• EXERCISE REQUIREMENTS
Print the listing lines unchanged, beginning at the line that contains "snow-covered tree, one" and stopping after the line that contains "452], [950, 140]]".

• DATA PROVIDED
--*--

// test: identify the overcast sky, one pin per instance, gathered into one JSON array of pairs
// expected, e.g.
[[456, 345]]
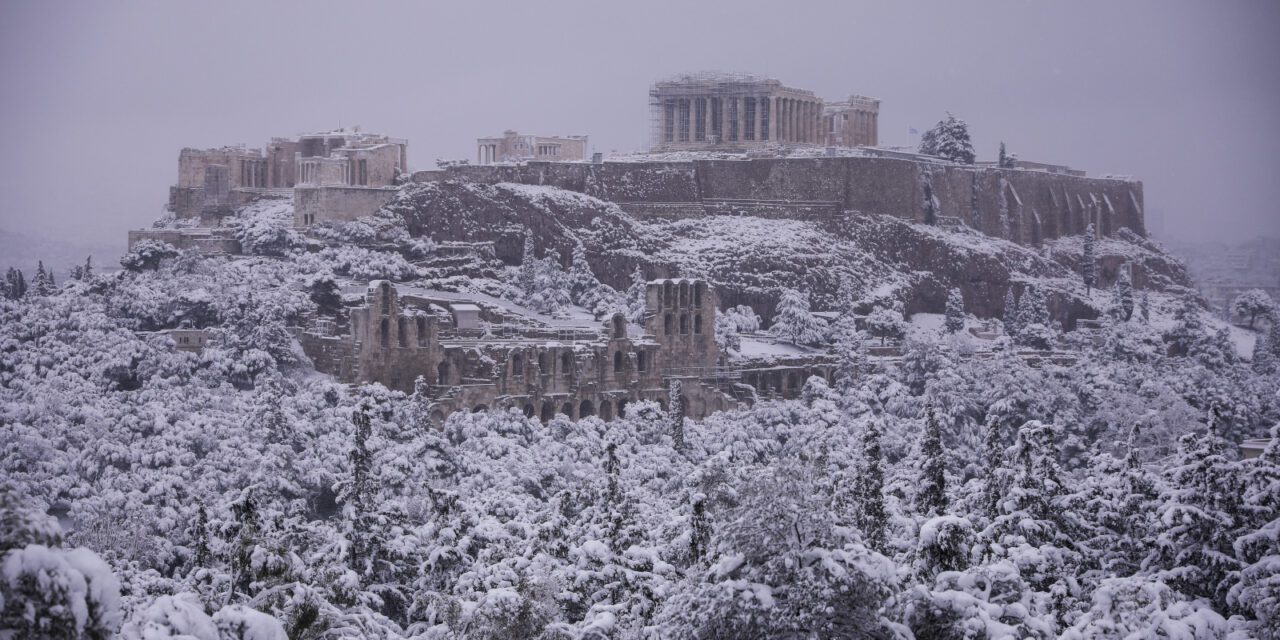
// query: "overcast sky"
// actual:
[[99, 97]]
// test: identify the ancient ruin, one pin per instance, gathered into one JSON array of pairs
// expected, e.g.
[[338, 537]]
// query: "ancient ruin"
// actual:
[[515, 147], [478, 352]]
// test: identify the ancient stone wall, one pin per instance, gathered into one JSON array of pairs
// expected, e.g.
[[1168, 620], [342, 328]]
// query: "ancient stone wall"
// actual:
[[342, 204], [1025, 206]]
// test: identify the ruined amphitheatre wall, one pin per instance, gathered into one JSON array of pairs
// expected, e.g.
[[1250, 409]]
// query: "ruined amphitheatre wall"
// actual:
[[1025, 206]]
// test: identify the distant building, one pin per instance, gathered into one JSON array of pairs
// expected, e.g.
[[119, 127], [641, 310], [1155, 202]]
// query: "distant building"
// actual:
[[515, 147], [851, 123], [332, 176], [713, 110]]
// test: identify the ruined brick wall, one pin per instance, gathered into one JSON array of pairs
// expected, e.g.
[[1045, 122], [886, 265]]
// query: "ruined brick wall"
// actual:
[[341, 204], [1024, 206]]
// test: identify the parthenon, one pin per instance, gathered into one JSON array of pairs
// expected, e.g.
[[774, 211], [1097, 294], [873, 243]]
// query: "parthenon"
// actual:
[[734, 110]]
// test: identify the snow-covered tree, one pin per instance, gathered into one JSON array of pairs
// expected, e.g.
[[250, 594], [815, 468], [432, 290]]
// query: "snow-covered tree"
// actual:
[[1123, 298], [1089, 259], [636, 296], [931, 497], [954, 311], [1253, 304], [950, 140], [886, 323], [792, 320], [871, 515]]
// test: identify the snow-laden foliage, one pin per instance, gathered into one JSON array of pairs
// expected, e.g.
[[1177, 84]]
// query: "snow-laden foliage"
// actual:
[[236, 493]]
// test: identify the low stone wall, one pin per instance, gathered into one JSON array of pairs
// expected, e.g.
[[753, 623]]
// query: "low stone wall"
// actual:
[[337, 204], [1025, 206], [205, 241]]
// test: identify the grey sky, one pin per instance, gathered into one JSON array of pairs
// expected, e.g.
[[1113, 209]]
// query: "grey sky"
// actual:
[[99, 97]]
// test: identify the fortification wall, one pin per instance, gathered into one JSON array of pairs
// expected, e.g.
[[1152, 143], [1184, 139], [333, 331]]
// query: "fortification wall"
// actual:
[[1025, 206]]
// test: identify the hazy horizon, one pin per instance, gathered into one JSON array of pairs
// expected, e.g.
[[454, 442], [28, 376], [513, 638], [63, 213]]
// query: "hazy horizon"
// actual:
[[100, 97]]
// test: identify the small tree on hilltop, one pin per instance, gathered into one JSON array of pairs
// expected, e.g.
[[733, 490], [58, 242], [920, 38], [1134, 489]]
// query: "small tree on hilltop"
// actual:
[[1088, 263], [950, 140], [1253, 304], [636, 296], [955, 311], [886, 323], [1123, 302], [794, 323]]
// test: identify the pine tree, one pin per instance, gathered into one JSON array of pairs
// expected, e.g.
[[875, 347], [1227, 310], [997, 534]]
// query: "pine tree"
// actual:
[[581, 280], [1013, 320], [1264, 359], [954, 311], [357, 494], [869, 494], [636, 296], [851, 360], [932, 497], [792, 320], [1124, 295], [1089, 260], [700, 530], [676, 408], [993, 452], [950, 140]]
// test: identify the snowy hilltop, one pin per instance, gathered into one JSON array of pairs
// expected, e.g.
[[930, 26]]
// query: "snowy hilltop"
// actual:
[[1014, 442]]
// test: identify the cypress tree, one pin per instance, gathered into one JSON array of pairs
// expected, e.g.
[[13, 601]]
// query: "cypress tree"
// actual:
[[869, 493], [676, 408], [1088, 263], [932, 498]]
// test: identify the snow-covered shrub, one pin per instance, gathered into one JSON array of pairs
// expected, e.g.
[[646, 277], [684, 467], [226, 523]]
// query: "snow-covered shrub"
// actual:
[[265, 228]]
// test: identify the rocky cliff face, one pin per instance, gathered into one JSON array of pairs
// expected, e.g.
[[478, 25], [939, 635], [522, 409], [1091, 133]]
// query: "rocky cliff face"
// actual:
[[752, 259]]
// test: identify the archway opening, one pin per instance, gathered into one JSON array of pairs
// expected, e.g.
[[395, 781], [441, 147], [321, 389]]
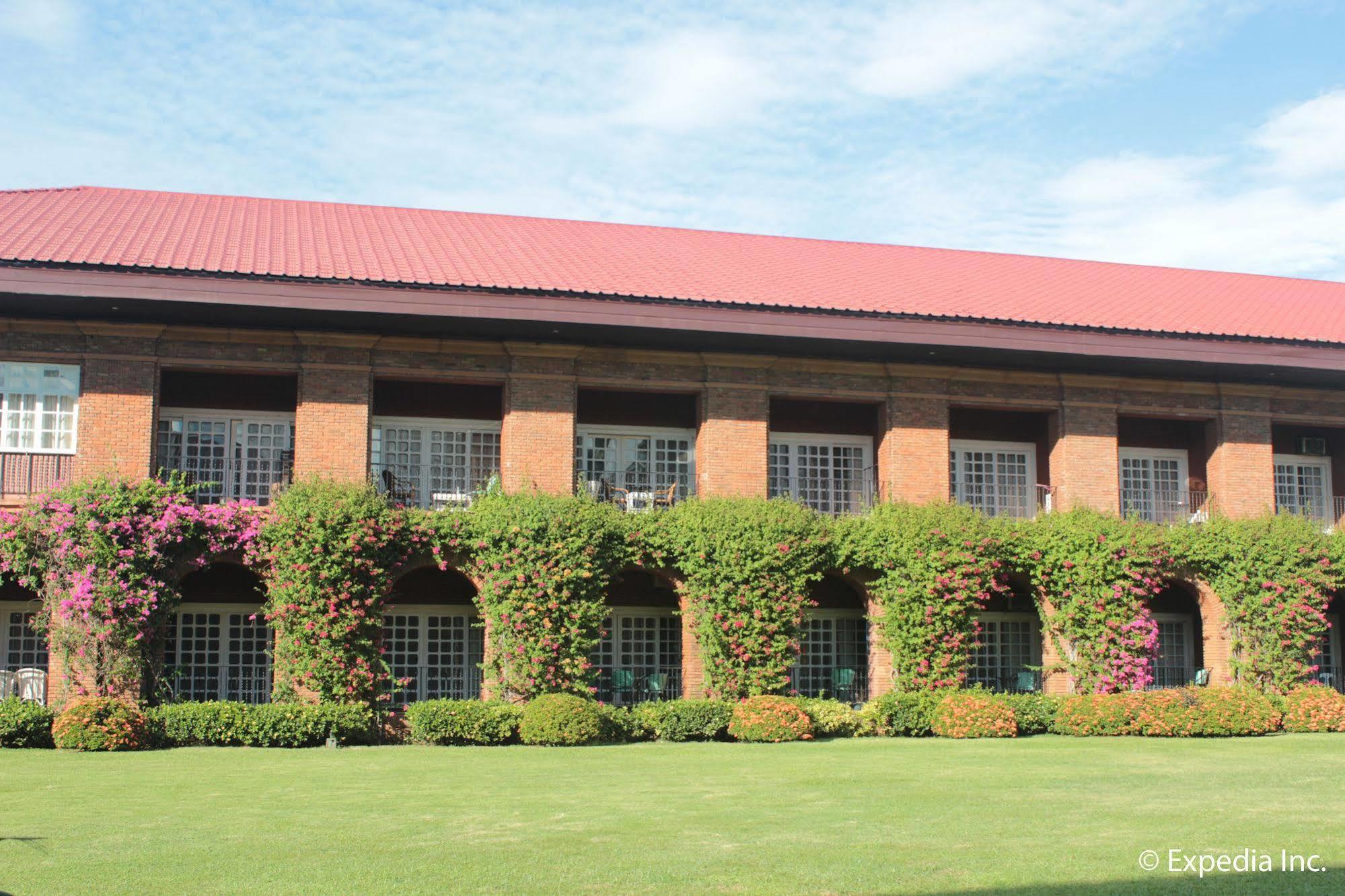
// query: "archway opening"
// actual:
[[433, 640], [834, 650], [639, 657]]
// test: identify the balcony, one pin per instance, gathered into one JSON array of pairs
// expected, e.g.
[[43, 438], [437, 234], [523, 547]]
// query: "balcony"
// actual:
[[432, 486], [31, 474], [838, 493], [1168, 508]]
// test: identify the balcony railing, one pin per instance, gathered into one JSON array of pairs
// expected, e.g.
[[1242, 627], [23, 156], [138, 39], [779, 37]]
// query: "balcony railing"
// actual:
[[1019, 502], [235, 480], [638, 685], [635, 490], [242, 684], [849, 685], [32, 474], [836, 496], [410, 684], [429, 486], [1165, 507]]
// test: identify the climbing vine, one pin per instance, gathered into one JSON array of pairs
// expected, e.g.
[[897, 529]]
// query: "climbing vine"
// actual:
[[105, 555]]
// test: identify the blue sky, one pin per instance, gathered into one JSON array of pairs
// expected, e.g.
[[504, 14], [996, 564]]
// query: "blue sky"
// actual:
[[1172, 133]]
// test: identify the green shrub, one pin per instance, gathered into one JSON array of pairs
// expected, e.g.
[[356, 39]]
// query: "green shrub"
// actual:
[[770, 720], [207, 724], [1033, 712], [974, 715], [562, 720], [24, 723], [1315, 708], [463, 722], [832, 718], [307, 724], [680, 720], [101, 724], [903, 715]]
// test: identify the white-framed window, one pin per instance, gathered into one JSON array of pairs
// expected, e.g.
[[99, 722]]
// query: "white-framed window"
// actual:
[[1153, 485], [435, 463], [39, 407], [833, 656], [22, 646], [1328, 656], [433, 652], [641, 656], [997, 478], [1304, 486], [1175, 656], [642, 462], [218, 652], [828, 473], [230, 455], [1009, 646]]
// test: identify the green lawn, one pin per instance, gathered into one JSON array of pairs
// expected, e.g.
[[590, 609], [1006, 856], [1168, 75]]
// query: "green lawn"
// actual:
[[929, 816]]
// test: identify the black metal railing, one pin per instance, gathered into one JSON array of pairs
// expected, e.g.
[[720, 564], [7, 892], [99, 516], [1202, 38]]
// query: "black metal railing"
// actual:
[[31, 474], [1165, 507], [635, 490], [235, 480], [638, 685], [410, 684], [844, 494], [432, 486], [1019, 502], [242, 684], [1007, 681], [849, 685]]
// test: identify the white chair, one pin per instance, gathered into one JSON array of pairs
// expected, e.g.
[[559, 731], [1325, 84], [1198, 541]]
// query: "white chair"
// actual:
[[31, 685]]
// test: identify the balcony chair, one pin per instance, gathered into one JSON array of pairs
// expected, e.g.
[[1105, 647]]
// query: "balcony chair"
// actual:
[[623, 683]]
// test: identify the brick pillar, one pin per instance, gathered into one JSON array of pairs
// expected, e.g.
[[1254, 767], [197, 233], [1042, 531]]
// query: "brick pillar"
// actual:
[[914, 450], [117, 408], [693, 667], [1242, 466], [1085, 468], [537, 438]]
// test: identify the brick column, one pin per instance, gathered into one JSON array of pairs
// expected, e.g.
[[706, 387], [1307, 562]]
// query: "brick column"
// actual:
[[537, 438], [1085, 468], [914, 450], [1242, 466]]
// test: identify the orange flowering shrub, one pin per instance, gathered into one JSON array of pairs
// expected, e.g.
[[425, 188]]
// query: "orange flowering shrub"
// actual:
[[771, 720], [101, 724], [974, 716], [1315, 708]]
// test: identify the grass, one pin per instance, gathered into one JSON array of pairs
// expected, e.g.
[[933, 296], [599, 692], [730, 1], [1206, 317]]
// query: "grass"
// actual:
[[1038, 815]]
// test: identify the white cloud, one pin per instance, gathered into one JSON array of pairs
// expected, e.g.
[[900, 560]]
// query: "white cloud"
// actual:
[[1307, 141]]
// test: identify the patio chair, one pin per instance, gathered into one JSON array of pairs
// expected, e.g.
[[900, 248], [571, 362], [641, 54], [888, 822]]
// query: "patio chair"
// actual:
[[623, 684]]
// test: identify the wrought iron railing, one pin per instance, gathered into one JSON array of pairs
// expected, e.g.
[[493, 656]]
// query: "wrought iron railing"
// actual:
[[1019, 502], [31, 474], [1165, 507], [848, 684], [834, 494], [638, 685], [410, 684], [235, 478], [242, 684], [635, 490], [1007, 681]]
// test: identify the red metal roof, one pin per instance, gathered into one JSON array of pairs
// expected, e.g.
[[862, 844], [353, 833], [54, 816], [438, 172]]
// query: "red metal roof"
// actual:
[[381, 246]]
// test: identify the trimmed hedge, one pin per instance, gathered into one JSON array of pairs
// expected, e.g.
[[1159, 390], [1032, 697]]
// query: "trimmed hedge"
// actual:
[[770, 720], [101, 724], [24, 724], [1315, 708], [562, 720], [463, 722]]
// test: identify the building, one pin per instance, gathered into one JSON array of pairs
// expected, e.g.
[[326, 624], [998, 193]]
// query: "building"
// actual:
[[248, 341]]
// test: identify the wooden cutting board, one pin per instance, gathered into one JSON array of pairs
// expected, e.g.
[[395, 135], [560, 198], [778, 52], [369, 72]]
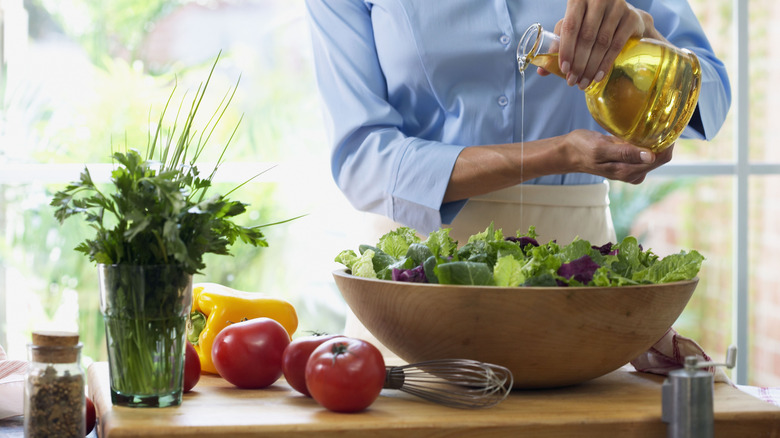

--*--

• EXERCISE RESULT
// test: identify the snow-covered tree, one pin per instance, gathered into one JSON array of pairs
// expected, e.g.
[[250, 594], [815, 468], [432, 290]]
// query: "snow-covered tree"
// actual:
[[1123, 298], [1089, 259], [636, 296], [931, 497], [954, 311], [1253, 304], [950, 140], [886, 323], [792, 320], [871, 515]]
// test: identify the snow-laden foliage, one pin per instance, gathered into one JSON array of pairs
// expected, e.g.
[[1177, 84]]
// query: "snow-laden foliage"
// actual:
[[236, 493]]
// test: identify the low stone wall, one pin per instance, gathered into one JSON array of pairs
// expected, e.g.
[[753, 623]]
// query: "low stone wall"
// actual:
[[337, 204], [1025, 206], [205, 241]]
// test: identify the grey sky, one pin per instance, gathered into one JSON array of pairs
// expected, e.g.
[[1113, 209]]
// query: "grey sky"
// actual:
[[99, 97]]
// test: identify the fortification wall, one pin per instance, gathered into one JSON array of pairs
// expected, e.g.
[[1152, 143], [1184, 139], [333, 331]]
// query: "fortification wall"
// actual:
[[1025, 206]]
// test: identify the hazy horizon, one pin per instance, gathered into one JSON array of pairs
// expected, e.g.
[[454, 442], [28, 376], [513, 638], [63, 213]]
// query: "hazy horizon"
// actual:
[[100, 97]]
// test: identify the small tree on hilltop, one pin per instance, gathered into one JSON array of pairs
// expected, e.g.
[[733, 490], [58, 242], [920, 38], [1134, 489]]
// query: "small tree on hilltop"
// actual:
[[1088, 263], [950, 140], [1253, 304], [636, 296], [955, 311], [886, 323], [1123, 302], [794, 323]]
// test: identify the pine tree, one pin per instance, gathered into one JSON array of pairs
// expected, e.g.
[[875, 347], [1227, 310], [997, 534]]
// query: "pine tree"
// actual:
[[581, 280], [1013, 320], [1264, 359], [954, 311], [357, 494], [869, 494], [636, 296], [851, 360], [932, 497], [792, 320], [1124, 295], [1089, 260], [700, 530], [676, 408], [993, 452], [950, 140]]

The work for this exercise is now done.